Problem details:
Extract every line in the rows below that contains the word "football". Case counts.
..........
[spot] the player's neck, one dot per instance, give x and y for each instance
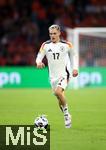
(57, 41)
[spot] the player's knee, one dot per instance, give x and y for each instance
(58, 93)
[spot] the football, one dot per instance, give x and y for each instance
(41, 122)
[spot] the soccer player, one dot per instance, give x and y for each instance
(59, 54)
..........
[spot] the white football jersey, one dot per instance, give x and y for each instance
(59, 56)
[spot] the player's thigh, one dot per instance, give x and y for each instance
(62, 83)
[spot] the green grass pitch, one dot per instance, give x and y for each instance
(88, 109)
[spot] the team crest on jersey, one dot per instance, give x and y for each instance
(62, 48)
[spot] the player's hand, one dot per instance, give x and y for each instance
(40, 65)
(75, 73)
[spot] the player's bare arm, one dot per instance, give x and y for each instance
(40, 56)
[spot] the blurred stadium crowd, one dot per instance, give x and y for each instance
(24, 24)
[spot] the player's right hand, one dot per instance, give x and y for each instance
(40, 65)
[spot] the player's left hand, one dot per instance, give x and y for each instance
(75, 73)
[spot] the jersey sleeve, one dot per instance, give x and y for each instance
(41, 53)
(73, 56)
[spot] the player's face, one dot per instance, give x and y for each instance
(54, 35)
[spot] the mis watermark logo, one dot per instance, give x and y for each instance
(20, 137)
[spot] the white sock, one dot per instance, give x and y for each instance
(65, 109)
..........
Exercise response:
[spot] the football, one dot per instance, give x and y for each instance
[spot] the white football jersey, one dot per instance, give x and y for each instance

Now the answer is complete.